All entries, exactly as written, should be output again.

Natural language region descriptions:

== Segment start ==

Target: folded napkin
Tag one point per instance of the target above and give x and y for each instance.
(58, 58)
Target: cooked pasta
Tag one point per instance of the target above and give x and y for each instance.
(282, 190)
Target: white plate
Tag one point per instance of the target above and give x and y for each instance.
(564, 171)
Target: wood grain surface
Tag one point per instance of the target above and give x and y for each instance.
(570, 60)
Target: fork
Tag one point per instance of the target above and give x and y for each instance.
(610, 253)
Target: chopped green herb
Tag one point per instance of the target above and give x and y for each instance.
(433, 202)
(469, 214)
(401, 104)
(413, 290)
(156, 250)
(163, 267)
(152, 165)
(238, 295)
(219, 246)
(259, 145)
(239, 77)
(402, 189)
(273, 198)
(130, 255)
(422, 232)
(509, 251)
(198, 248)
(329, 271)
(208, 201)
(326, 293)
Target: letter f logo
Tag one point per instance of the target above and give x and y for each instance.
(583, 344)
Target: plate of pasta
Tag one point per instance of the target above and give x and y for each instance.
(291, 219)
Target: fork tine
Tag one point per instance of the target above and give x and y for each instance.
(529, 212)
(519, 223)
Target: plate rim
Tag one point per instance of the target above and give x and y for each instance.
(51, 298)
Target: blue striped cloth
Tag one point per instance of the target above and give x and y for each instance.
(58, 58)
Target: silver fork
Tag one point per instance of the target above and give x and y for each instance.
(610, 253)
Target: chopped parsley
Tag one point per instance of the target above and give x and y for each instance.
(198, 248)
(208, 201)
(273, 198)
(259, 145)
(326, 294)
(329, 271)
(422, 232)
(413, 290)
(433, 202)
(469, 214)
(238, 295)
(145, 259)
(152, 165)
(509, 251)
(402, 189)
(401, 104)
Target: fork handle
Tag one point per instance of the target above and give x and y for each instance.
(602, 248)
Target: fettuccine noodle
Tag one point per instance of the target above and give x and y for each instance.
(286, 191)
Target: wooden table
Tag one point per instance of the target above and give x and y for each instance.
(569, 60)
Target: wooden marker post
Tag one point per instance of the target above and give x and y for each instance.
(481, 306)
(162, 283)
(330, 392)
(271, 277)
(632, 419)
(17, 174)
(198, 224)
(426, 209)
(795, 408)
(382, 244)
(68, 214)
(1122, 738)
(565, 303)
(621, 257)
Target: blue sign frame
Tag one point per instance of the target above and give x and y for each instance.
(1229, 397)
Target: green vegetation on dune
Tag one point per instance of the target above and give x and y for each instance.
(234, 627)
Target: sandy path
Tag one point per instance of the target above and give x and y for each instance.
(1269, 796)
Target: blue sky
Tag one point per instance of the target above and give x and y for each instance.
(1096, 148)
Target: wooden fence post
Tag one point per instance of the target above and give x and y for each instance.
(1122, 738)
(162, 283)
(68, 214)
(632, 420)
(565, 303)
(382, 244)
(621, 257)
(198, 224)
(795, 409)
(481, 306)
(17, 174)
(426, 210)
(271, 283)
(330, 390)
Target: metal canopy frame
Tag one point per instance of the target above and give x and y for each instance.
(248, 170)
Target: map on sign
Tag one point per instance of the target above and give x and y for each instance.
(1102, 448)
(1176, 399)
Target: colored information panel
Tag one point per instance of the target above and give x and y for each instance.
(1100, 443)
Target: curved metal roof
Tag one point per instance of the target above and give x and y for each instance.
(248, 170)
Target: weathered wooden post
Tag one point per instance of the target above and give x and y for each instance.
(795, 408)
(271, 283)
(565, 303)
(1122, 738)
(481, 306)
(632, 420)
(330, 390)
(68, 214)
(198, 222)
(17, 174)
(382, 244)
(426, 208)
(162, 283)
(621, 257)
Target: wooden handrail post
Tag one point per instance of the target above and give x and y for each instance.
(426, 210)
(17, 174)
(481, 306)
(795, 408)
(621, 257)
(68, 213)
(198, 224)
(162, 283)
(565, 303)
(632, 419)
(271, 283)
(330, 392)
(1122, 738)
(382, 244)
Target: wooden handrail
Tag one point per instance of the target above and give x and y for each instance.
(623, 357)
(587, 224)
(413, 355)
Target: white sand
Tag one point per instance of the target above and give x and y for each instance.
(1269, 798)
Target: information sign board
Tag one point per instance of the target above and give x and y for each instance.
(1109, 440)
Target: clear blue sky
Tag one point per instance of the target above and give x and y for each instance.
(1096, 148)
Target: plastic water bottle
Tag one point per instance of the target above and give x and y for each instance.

== Segment end ==

■ Your solution
Target: folded napkin
Tag one point per instance of the target above and give x and y for each instance.
(58, 58)
Target: cooked pasta
Tag one point per instance of the target above and give x and y for each instance.
(282, 190)
Target: white plate
Tag one point per instance of the target above and give x and y for each instance.
(564, 171)
Target: wood grain surface
Tag one point per instance of the target above and give x and y for each instance.
(570, 60)
Target: fork
Tag one point per instance of the target above and give x and y for each instance.
(610, 253)
Target: chopped green herb
Tag one point per instance of the target above and give x and y for each instance.
(433, 202)
(469, 214)
(401, 104)
(413, 290)
(156, 250)
(163, 267)
(152, 165)
(238, 295)
(219, 246)
(259, 145)
(239, 77)
(402, 189)
(273, 198)
(130, 255)
(422, 232)
(509, 251)
(198, 248)
(329, 271)
(208, 201)
(326, 293)
Target: letter f logo
Tag one point per instance of the target above and give x and y for each instance.
(583, 344)
Target: plate of pasta
Tag one point per instance of the target above and give x and y for each instance.
(291, 219)
Target: fork tine
Tag one point per instance of the target above and give x and y for each instance.
(529, 212)
(519, 223)
Target: plate rim
Tag one point per instance of the target above and give x and y for each instance.
(51, 298)
Target: blue striped cloth
Tag one point per instance of the target above and give x and y for each instance.
(58, 58)
Target: silver fork
Tag one point per instance of the target above and give x and y for each instance.
(610, 253)
Target: chopped parsley
Tag one point per instance of the target above and give x and y for each instance.
(198, 248)
(208, 201)
(273, 198)
(259, 145)
(326, 294)
(329, 271)
(422, 232)
(413, 290)
(433, 202)
(469, 214)
(238, 295)
(145, 259)
(152, 165)
(509, 251)
(402, 189)
(401, 104)
Target: fork handle
Tag one point per instance of the target above and give x and y for each instance.
(602, 248)
Target: fettuccine noodle
Tag one point per instance of the target above and give x and y for each instance.
(286, 191)
Target: wooden table
Tag one point per instance of the target above and give x and y for each instance.
(569, 60)
Target: wooden marker post
Tag one point per instance of the target above and give x and y for each instance.
(481, 306)
(162, 283)
(330, 392)
(271, 277)
(632, 419)
(17, 174)
(198, 224)
(426, 209)
(795, 408)
(382, 244)
(68, 214)
(1122, 738)
(565, 303)
(621, 257)
Target: blue sign frame
Tag one point per instance of the target above and give x and y for each instance.
(1229, 397)
Target: green vegetation on dune
Tag one point per instance of the target above and give x and y for each instance.
(234, 627)
Target: sandy path
Tag one point per instance of the target above and give x and y for each instance.
(1269, 796)
Target: blue sky
Tag one point per instance of the target above and give x and y for each instance.
(1096, 148)
Target: wooden fence post
Tag one point per instance of the target above and give x and y for each instance.
(1122, 738)
(162, 283)
(68, 214)
(632, 420)
(565, 303)
(382, 244)
(621, 257)
(198, 224)
(795, 409)
(481, 306)
(17, 174)
(426, 210)
(271, 283)
(330, 390)
Target: metal canopy frame
Tag one point per instance of the target above and give x and y for each instance.
(248, 170)
Target: map on sign
Tag one point per instance of the target above and give x and y for each instance.
(1102, 448)
(1176, 399)
Target: colored information panel
Tag one point per instance of the target above and give x and y for each instance.
(1100, 443)
Target: curved metal roof
Tag one point per instance of the target above and give x and y for each instance.
(248, 170)
Target: weathered wooden post
Tag one point per instance of the target above and give x and y for each instance.
(795, 408)
(271, 283)
(565, 303)
(1122, 738)
(481, 306)
(632, 420)
(330, 390)
(68, 214)
(198, 222)
(17, 174)
(382, 244)
(426, 208)
(162, 283)
(621, 257)
Target: wooden handrail post
Tag one point per instance of the target above and give x and y for each instance.
(426, 210)
(17, 174)
(481, 306)
(795, 408)
(621, 257)
(68, 213)
(198, 224)
(162, 283)
(565, 303)
(632, 419)
(271, 283)
(330, 392)
(1122, 738)
(382, 244)
Target: wooden handrail
Tag one point per instance of the target above and give x and y for each instance.
(623, 357)
(587, 224)
(413, 355)
Target: white sand
Tag one point per instance of the target above and give x and y for each instance.
(1269, 798)
Target: information sign board
Tag one point per instance of the target above and give x and y for each instance.
(1109, 440)
Target: clear blue sky
Tag one point per instance of the target above and give x and y for each instance.
(1096, 148)
Target: plastic water bottle
Tag one point per instance of the target above and give x and y for each instance.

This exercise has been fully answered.